The Inevitable Oops: What Can We (White Folks) Do When We Mess Up?

Mistake-making and my relationship with it have increasingly occupied my thoughts since my last blog post. In fact, I have been working on writing the following for quite some time, delayed because of both life circumstances and finding more and more to say.  So expect additional posts on this subject soon. 

Many years ago, one of my African American graduate school classmates spoke of how much harder racism was for him in western Massachusetts than in southern Florida where he grew up, attended segregated public schools, and experienced school integration.  I remember him explaining how the overt, blatantly hateful racism he encountered in Florida was expected.  It was predictable. He could sometimes intentionally avoid it.  But the racism among liberal white people in liberal western Massachusetts was more insidious.  It lurked around corners, hid in shadows, and rarely gave any warning before it showed its face.  For him and many of my other classmates of color, it was shrouded in:

1. “You’re so articulate!”

2. “Really? You’re a doctoral candidate?”

3. “Where are you from? I mean, where are you really from?”

4. “Hey, you’re Latino! Can you help me understand why Latino people are always _____?”

5. “When I look at you, I don’t see your race.  I just see you because you’re a human being.  I mean, we’re all a part of the human race, you know?”

6. “You have such a beautiful smile. You should smile more.  You often look so angry.”

7. “Your hair is so beautiful! Can I touch it?” (said while already touching hair)

While many of these statements are well-intentioned, their impact is to diminish, erase, dehumanize, divide, and maintain racial inequities.  This is what the above statements really communicate:

1. “People who look like you aren’t articulate.  And by articulate, I mean how middle/upper class white people speak.”

REQUIRED ACTIONS>
a – Summarize the blog post about white people's mistakes around race in three sentences.
b – Write the next part of the blog post about white people's mistakes around race, starting after its last sentence.
The items after the blog post have nothing to do with it.

RECORDED INFORMATION>
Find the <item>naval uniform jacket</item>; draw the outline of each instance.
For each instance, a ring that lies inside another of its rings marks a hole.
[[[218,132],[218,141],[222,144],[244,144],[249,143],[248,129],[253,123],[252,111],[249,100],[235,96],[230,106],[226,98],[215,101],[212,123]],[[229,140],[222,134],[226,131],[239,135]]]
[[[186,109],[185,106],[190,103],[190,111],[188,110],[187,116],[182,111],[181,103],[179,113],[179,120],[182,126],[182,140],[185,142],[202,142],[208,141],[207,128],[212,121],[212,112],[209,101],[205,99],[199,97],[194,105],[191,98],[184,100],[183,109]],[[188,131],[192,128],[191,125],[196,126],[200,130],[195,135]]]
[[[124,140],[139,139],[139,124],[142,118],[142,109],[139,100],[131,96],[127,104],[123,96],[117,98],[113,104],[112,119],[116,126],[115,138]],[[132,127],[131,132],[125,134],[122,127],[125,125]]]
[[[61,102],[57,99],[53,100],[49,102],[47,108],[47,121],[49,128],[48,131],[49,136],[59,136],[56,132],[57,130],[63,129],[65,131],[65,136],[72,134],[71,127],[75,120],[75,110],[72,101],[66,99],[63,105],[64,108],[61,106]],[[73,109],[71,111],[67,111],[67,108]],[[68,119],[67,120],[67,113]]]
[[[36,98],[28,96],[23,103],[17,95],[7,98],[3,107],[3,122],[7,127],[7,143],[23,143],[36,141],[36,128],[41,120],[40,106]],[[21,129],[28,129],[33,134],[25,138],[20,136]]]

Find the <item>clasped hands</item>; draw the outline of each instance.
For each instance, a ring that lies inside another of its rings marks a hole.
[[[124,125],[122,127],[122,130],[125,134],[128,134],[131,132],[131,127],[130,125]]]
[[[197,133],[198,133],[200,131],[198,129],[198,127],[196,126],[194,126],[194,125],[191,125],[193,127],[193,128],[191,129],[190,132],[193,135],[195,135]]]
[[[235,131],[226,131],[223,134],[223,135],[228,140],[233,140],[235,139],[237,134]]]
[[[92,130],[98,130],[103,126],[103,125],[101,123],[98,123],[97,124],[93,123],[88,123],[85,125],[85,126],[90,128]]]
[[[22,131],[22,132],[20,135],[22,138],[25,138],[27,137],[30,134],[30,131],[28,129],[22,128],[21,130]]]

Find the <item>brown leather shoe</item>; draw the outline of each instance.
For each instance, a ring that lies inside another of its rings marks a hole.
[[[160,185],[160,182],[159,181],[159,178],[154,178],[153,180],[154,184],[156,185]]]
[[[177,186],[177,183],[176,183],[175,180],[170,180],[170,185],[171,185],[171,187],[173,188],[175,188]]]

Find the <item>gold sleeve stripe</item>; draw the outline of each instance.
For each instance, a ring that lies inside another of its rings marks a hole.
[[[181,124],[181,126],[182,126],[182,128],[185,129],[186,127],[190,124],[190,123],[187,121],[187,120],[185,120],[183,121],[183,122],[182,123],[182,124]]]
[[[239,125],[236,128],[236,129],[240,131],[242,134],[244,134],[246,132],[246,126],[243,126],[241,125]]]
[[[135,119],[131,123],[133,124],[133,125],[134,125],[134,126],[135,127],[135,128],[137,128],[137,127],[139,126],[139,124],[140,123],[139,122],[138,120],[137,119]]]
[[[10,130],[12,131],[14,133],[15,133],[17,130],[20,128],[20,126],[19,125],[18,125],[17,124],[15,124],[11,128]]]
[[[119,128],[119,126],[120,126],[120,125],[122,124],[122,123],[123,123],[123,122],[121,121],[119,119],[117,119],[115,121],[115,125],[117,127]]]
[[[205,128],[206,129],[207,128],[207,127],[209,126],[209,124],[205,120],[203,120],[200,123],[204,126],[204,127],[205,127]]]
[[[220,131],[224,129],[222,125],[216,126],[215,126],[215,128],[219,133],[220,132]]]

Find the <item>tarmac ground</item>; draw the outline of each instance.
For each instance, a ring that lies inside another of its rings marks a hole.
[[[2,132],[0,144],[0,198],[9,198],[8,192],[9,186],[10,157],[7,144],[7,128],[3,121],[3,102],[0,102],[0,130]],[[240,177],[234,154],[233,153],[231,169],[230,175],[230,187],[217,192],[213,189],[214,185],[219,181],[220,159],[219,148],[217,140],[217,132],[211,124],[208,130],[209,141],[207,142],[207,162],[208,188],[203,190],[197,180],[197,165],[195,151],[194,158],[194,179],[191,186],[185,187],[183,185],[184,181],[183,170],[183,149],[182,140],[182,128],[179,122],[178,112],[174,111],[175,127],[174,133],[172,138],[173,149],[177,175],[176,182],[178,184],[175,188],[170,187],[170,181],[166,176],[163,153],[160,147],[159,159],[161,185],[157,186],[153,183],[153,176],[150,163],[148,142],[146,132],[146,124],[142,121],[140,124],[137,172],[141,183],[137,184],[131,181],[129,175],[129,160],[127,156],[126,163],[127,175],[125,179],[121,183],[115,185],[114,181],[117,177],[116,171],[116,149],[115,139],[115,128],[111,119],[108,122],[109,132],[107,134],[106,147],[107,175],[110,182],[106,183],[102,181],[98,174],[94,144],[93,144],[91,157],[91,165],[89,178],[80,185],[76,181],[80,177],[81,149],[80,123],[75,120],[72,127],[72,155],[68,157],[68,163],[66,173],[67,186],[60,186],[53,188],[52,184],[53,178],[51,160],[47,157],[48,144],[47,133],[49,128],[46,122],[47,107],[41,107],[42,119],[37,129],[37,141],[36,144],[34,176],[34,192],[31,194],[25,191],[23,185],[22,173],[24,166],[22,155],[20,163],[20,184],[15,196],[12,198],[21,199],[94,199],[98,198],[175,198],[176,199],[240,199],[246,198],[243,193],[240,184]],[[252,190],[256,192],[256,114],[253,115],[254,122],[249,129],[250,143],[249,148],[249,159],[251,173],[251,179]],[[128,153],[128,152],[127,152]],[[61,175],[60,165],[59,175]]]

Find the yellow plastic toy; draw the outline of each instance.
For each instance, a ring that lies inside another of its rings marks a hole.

ANSWERS FOR THIS EXERCISE>
a – The writer has long been thinking about mistake-making and plans more posts on the subject. An African American graduate school classmate found the hidden racism of liberal white people in western Massachusetts harder than the overt, predictable racism he grew up with in southern Florida. The post lists seven well-intentioned remarks made to classmates of color, says their impact is to diminish, erase, dehumanize, divide, and maintain racial inequities, and starts to explain what they really communicate.

b –
2. “People who look like you don’t get doctorates, and I don’t expect people who look like you to be smart enough to get into a doctoral program.  You’re probably here on scholarship.”

3. “People who look like you aren’t really American.  It doesn’t matter for how many generations your family has been in the U.S., you will always be less American than me.”

4. “I don’t see any difference between you and other people in your racial group.  Unlike white people, people of color have the same opinions and experiences as everyone else in their group.”

5. “It makes me feel more comfortable to think about our mutual humanness than about our racial identities and how those identities are relevant.  When I say I don’t see color, it allows me to ignore my biases and your unique lived experiences as a person of color, which makes me feel better about myself.”

6. “Black people are scary and dangerous.  When they smile, it makes me feel more comfortable and safe.”

7. “Your hair is different from what I’m used to, and I’m curious about it. Also, I have the right to touch your body, and if you don’t want me to, it’s because you’re too sensitive and don’t understand that I’m a good white person.  Besides, your personal boundaries are not as important as my need to satisfy my curiosity.”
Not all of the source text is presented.